§ **Data records**:
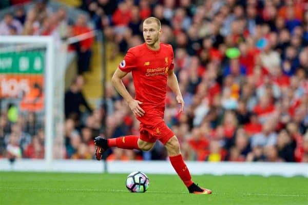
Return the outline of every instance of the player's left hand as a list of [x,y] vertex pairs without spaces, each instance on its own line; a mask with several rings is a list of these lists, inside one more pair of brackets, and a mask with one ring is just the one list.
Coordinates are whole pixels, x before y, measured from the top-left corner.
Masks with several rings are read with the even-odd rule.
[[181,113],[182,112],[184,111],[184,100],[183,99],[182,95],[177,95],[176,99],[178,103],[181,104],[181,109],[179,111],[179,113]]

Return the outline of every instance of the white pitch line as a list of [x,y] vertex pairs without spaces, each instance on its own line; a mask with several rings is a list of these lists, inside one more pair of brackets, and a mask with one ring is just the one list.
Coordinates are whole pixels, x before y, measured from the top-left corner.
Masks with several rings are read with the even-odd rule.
--
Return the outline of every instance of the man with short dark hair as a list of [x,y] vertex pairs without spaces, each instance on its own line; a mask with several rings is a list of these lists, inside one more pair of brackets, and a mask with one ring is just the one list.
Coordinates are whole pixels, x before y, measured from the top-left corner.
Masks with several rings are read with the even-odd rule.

§ **What to do**: Count the lines in the entries above that contain the string "more", treating uppercase and lowercase as different. Give only the number.

§ **Right answer**: 3